• Your task: Go over the entries below line by line, copying each one that contains the word "locate".

=== Begin Enclosure ===

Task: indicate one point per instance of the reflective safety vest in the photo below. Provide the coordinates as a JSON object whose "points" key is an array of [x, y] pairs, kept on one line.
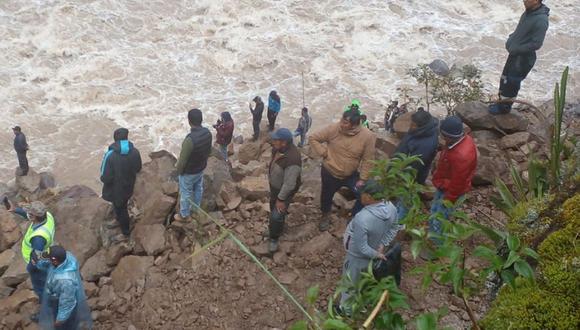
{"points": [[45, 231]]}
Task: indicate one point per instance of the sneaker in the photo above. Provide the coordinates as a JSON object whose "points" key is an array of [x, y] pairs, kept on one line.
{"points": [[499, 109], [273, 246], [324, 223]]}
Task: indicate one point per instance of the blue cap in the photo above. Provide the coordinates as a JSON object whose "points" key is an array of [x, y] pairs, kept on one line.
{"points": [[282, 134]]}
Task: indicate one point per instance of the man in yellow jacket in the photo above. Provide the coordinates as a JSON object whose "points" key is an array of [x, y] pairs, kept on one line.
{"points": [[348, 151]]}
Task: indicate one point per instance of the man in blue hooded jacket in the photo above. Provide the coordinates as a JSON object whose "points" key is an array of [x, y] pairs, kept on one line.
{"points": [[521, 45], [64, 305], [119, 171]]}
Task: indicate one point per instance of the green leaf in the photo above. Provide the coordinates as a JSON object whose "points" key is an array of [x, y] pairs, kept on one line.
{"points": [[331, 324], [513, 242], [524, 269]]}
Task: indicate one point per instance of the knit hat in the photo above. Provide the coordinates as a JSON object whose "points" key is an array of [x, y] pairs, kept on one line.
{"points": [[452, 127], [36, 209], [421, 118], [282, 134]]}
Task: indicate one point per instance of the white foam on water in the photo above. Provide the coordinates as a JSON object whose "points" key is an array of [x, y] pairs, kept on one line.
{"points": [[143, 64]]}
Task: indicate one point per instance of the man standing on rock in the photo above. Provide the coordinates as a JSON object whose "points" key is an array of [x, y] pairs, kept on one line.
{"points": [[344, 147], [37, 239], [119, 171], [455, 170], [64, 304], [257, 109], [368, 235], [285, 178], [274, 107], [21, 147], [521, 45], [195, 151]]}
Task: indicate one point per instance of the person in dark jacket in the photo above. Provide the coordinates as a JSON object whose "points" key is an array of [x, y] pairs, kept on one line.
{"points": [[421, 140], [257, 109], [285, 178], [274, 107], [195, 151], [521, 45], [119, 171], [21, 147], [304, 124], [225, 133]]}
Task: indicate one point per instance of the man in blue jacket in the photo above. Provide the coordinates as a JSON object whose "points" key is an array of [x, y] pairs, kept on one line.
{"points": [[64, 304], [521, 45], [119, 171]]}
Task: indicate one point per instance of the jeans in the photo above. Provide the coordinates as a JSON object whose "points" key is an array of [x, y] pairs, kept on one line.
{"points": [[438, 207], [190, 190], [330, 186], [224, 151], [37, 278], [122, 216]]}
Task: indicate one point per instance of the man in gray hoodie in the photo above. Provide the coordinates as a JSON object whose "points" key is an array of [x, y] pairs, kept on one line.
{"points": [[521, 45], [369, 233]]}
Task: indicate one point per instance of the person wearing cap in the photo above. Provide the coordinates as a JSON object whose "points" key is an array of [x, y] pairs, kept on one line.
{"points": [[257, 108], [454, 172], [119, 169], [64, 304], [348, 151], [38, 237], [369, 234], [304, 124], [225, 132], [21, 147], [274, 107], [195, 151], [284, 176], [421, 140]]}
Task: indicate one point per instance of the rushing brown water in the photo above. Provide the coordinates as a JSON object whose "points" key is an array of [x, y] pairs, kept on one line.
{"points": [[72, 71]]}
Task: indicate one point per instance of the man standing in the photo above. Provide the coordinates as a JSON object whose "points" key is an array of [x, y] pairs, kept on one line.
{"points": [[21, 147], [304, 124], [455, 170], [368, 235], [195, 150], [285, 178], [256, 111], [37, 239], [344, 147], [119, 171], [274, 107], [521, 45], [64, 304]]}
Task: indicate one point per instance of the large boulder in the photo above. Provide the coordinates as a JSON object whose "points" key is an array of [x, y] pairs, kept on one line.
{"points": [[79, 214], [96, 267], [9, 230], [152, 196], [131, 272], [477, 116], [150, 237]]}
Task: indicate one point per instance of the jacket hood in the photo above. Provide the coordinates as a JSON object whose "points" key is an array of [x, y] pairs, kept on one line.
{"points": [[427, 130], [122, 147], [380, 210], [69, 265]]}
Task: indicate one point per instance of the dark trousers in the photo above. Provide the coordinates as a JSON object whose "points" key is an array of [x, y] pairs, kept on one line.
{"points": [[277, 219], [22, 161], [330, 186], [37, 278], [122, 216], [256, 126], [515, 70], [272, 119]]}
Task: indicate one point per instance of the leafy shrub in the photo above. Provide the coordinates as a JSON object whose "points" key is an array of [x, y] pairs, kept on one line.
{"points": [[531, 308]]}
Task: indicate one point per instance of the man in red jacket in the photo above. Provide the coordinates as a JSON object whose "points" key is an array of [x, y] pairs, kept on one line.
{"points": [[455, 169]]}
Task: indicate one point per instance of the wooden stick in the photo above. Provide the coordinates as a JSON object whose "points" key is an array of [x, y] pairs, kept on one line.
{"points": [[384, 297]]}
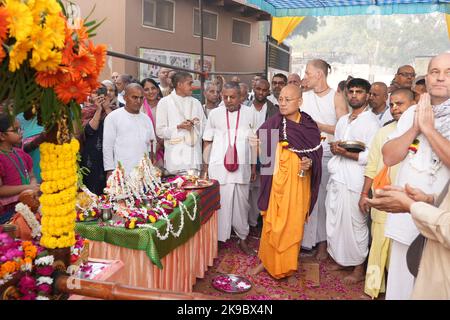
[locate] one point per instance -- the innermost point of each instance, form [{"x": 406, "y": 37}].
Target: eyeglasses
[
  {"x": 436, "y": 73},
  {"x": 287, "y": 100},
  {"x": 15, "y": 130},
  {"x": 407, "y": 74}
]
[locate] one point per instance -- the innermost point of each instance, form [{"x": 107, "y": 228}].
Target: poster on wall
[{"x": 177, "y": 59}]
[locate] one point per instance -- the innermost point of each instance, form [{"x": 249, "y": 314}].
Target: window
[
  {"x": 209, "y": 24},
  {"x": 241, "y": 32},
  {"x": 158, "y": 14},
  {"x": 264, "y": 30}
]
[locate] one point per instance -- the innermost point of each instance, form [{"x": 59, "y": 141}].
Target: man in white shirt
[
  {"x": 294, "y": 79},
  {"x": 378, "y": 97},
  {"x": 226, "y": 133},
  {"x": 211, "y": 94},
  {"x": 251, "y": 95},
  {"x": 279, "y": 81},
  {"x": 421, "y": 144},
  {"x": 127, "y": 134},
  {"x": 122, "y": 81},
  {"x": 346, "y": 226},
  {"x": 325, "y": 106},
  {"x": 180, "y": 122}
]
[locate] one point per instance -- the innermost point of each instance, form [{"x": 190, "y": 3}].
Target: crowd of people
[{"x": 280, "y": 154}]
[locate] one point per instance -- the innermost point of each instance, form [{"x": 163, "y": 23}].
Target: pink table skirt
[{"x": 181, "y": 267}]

=== End Enclosure ===

• Response to the task:
[locate] one point per instance -- the innermost point of each instance, form [{"x": 406, "y": 37}].
[locate] one point per instance -- the innermost point of each instance, form [{"x": 107, "y": 228}].
[locate] one point per instance -- the innermost point of each instance, form [{"x": 249, "y": 314}].
[locate] one point per instance -- the innermost point of each instance, form [{"x": 59, "y": 141}].
[locate] one point per instance -- the innermost point of each instance, form [{"x": 190, "y": 3}].
[locate] one point per instance -- the innermost point of each instance, form [{"x": 163, "y": 23}].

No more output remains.